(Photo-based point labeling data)
## begin

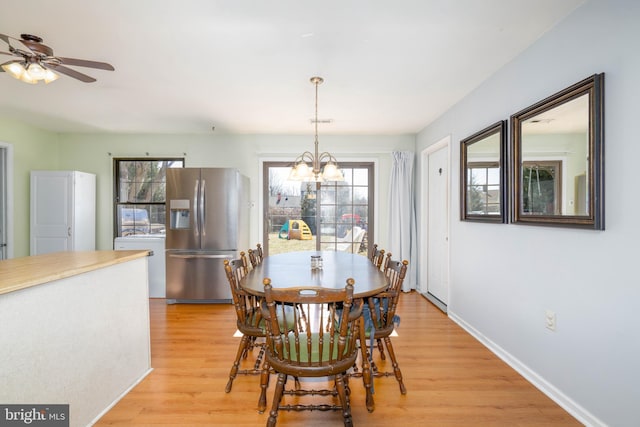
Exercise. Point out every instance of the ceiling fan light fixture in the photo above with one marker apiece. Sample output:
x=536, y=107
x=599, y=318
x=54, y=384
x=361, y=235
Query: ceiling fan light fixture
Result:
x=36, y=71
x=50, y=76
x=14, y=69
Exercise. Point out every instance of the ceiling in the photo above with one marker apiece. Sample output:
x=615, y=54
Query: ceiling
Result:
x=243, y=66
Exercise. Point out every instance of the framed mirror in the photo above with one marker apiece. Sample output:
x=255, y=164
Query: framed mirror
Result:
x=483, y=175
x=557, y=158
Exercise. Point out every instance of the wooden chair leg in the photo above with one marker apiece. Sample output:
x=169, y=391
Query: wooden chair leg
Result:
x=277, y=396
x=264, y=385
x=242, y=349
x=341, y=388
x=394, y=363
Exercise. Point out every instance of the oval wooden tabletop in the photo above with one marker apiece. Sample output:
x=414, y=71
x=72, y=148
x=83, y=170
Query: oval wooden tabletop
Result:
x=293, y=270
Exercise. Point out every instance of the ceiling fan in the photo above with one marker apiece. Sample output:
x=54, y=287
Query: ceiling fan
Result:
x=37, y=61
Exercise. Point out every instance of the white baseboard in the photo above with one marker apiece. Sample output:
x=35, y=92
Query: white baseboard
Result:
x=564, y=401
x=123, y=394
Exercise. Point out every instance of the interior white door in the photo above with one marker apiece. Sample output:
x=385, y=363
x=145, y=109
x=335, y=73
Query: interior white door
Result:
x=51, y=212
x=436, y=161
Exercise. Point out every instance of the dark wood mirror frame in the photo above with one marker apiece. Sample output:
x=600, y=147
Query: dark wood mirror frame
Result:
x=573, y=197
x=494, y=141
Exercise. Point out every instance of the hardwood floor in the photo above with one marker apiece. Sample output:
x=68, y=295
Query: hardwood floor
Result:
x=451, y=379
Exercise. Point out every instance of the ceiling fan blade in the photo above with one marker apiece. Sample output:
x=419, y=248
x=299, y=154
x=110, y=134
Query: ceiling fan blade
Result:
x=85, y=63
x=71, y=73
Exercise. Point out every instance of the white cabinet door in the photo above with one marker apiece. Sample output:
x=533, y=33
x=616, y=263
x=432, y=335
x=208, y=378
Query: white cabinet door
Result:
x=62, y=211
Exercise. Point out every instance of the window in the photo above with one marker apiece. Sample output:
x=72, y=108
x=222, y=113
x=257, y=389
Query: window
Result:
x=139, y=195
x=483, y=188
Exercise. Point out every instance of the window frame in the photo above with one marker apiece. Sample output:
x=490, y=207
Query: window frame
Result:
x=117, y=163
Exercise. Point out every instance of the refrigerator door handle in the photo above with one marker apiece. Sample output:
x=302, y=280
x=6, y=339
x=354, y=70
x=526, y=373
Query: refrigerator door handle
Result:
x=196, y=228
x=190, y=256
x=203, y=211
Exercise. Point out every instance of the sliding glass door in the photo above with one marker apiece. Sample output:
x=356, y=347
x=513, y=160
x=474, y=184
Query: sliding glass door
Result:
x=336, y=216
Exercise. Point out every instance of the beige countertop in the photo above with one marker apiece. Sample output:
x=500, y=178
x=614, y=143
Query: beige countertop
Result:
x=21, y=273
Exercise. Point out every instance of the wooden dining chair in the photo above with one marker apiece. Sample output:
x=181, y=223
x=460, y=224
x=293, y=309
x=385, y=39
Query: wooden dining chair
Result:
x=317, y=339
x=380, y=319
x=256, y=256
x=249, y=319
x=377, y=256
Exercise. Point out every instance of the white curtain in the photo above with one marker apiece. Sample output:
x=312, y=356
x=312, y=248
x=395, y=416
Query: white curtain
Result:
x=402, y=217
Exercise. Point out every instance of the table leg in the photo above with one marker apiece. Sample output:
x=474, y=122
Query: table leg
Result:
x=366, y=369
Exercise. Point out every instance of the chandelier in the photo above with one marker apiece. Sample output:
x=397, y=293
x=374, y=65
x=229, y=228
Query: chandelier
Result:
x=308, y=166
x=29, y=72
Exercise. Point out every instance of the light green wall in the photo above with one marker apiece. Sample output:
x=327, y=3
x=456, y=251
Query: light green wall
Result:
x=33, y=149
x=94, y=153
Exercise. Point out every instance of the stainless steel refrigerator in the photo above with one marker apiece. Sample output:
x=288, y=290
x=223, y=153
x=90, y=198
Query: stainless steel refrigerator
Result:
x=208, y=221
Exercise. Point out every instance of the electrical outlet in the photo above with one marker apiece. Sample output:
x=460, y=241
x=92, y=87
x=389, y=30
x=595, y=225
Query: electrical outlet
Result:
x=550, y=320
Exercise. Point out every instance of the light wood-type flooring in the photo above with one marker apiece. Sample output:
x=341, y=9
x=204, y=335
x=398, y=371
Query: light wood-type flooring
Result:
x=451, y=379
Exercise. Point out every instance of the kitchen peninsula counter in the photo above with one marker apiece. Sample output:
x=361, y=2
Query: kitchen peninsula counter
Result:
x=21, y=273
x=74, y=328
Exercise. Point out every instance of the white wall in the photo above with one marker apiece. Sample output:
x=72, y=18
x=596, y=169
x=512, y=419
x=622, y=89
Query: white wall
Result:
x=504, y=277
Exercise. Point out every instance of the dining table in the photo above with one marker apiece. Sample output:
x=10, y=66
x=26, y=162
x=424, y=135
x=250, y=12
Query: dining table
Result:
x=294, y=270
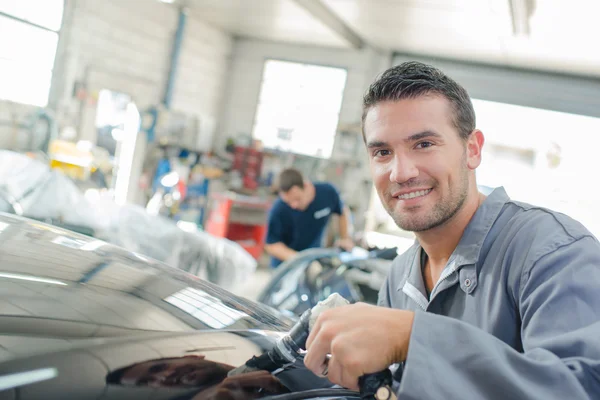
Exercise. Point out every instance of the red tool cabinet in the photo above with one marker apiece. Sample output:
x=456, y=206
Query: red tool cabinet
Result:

## end

• **Goal of the exercise**
Recast the lines of all the entries above as a single numbered list, leaving out blank lines and the pictures.

• **Final answer**
1. Exercise. Point out every instance of the ceiling fan light fixture in the photo above with one marker apiece. Sample output:
2. x=536, y=107
3. x=599, y=318
4. x=54, y=384
5. x=361, y=235
6. Query: ceiling fan light fixture
7. Result:
8. x=36, y=71
9. x=50, y=76
10. x=14, y=69
11. Exercise. Point out every instance of the ceiling in the photo above with one marker apiece. Sample output:
12. x=615, y=54
13. Query: ceiling
14. Result:
15. x=243, y=66
16. Exercise. Point out every instance of the framed mirror in the photo above with one marker apiece. Sample output:
17. x=255, y=164
18. Query: framed mirror
19. Result:
20. x=483, y=175
21. x=557, y=158
22. Exercise. Point out every instance of the wooden chair leg in the photo above with one marker apiece. Sample output:
23. x=169, y=391
24. Query: wooden chair leg
25. Result:
26. x=277, y=396
27. x=264, y=385
28. x=242, y=349
29. x=341, y=388
30. x=394, y=363
31. Exercise. Point out every instance of the oval wooden tabletop in the photo above with one marker apiece. Sample output:
32. x=414, y=71
33. x=72, y=148
34. x=83, y=170
35. Query: oval wooden tabletop
36. Result:
37. x=293, y=270
38. Exercise. Point out every instance of the ceiling fan in the photo above with one marker apiece. Sample output:
39. x=54, y=287
40. Query: ceiling fan
41. Result:
42. x=37, y=61
43. Exercise. Point out every instance of the white baseboard in the photo above with one marker apiece. Sample output:
44. x=35, y=92
45. Query: white baseboard
46. Result:
47. x=564, y=401
48. x=123, y=394
49. Exercise. Point out every instance of the interior white door in the photo above with one marker apiece. Sample output:
50. x=385, y=363
51. x=145, y=109
52. x=335, y=73
53. Query: interior white door
54. Result:
55. x=51, y=212
56. x=436, y=161
57. Exercise. Point out every instance of the dark wood mirror frame in the photo above with one marker apiece. Sample output:
58. x=600, y=147
59. Query: dark wood mirror frame
60. Result:
61. x=573, y=197
62. x=494, y=141
63. Exercise. Point out every instance of the hardwood floor in the photo above with one marker apiece. Sample output:
64. x=68, y=295
65. Query: hardwood floor
66. Result:
67. x=451, y=379
68. Exercise. Point out every instance of the ceiling fan blade in the photo above with one marker apiece. Sample output:
69. x=419, y=248
70. x=299, y=154
71. x=110, y=134
72. Query: ceiling fan blade
73. Result:
74. x=85, y=63
75. x=71, y=73
76. Exercise. Point out every instance of the white cabinet door in the photo above with one marker apiece. Sample output:
77. x=533, y=33
78. x=616, y=263
79. x=432, y=335
80. x=208, y=378
81. Query: white cabinet door
82. Result:
83. x=62, y=211
84. Exercise. Point out every instance of the window in the photo above with one marker apiece. Sample output:
85. x=72, y=108
86. x=222, y=113
87. x=257, y=389
88. Query: window
89. Result:
90. x=139, y=195
91. x=483, y=188
92. Exercise. Point out every instance of the window frame in the photo above with one marker apiece. Sample output:
93. x=490, y=207
94. Query: window frame
95. Result:
96. x=117, y=163
97. Exercise. Point out every instance of the refrigerator door handle in the photo above with one marker apiece. Sample output:
98. x=302, y=280
99. x=6, y=339
100. x=354, y=70
101. x=526, y=373
102. Query: refrigerator door handle
103. Result:
104. x=196, y=228
105. x=190, y=256
106. x=203, y=211
107. Exercise. Point out every instance of the sliding glass door in the photo above with one marker apiece. Sample output:
108. x=356, y=347
109. x=513, y=160
110. x=474, y=184
111. Query: sliding glass door
112. Result:
113. x=336, y=216
114. Exercise. Point out every instance of the beige countertop in the photo above with one marker apiece. Sample output:
115. x=500, y=178
116. x=614, y=143
117. Query: beige countertop
118. Result:
119. x=21, y=273
120. Exercise. Point out every instance of the wooden dining chair in the photo above with one marker apiece. Sample output:
121. x=181, y=223
122. x=460, y=224
123. x=293, y=309
124. x=385, y=39
125. Query: wooden dining chair
126. Result:
127. x=317, y=339
128. x=380, y=319
129. x=256, y=256
130. x=249, y=319
131. x=377, y=256
132. Exercise. Point out every instance of the white curtain in the photo above with one marker apiece. Sample output:
133. x=312, y=356
134. x=312, y=248
135. x=395, y=416
136. Query: white curtain
137. Result:
138. x=402, y=217
139. Exercise. Point out every instance of the table leg in the photo above with one marker apiece. Sample output:
140. x=474, y=122
141. Query: table leg
142. Result:
143. x=366, y=369
144. Exercise. Point out every instance of the chandelier in the photo above with one marker apiece. Sample output:
145. x=397, y=293
146. x=374, y=65
147. x=229, y=228
148. Query: chandelier
149. Result:
150. x=308, y=166
151. x=29, y=72
152. Exercise. Point out every instance of the light green wall in the photo above with one marker apiece. Sample output:
153. x=327, y=3
154. x=456, y=251
155. Query: light green wall
156. Result:
157. x=33, y=149
158. x=94, y=153
159. Exercise. Point out every instance of the stainless steel refrigerator in the photo above with one marker apiece. Sample output:
160. x=288, y=290
161. x=223, y=153
162. x=90, y=198
163. Query: stainless steel refrigerator
164. Result:
165. x=208, y=221
166. Exercise. Point out every instance of the electrical outlet in the photo above with one marker apiece. Sample output:
167. x=460, y=241
168. x=92, y=87
169. x=389, y=30
170. x=595, y=225
171. Query: electrical outlet
172. Result:
173. x=550, y=320
174. Exercise. Point out every instance of the light wood-type flooring in the photo above with one marker apiece. Sample output:
175. x=341, y=9
176. x=204, y=335
177. x=398, y=371
178. Query: light wood-type flooring
179. Result:
180. x=451, y=379
181. Exercise. Point out every instance of the kitchen peninsula counter in the photo above with one marker apiece. Sample output:
182. x=361, y=2
183. Query: kitchen peninsula counter
184. Result:
185. x=21, y=273
186. x=74, y=328
187. Exercise. Point out every instance of the white wall in the photo above with one marker apiece. Sample output:
188. x=72, y=18
189. x=596, y=169
190. x=512, y=419
191. x=622, y=89
192. Query: white wall
193. Result:
194. x=504, y=277
195. Exercise. Point out every instance of the dining table in the photo above with one marker apiece. Sample output:
196. x=10, y=66
197. x=26, y=162
198. x=424, y=135
199. x=250, y=12
200. Query: dining table
201. Result:
202. x=294, y=270
203. Exercise. Point out every instance of the red tool cabinet in the photo above with one marker apiece. Sample output:
204. x=456, y=206
205. Query: red tool cabinet
206. Result:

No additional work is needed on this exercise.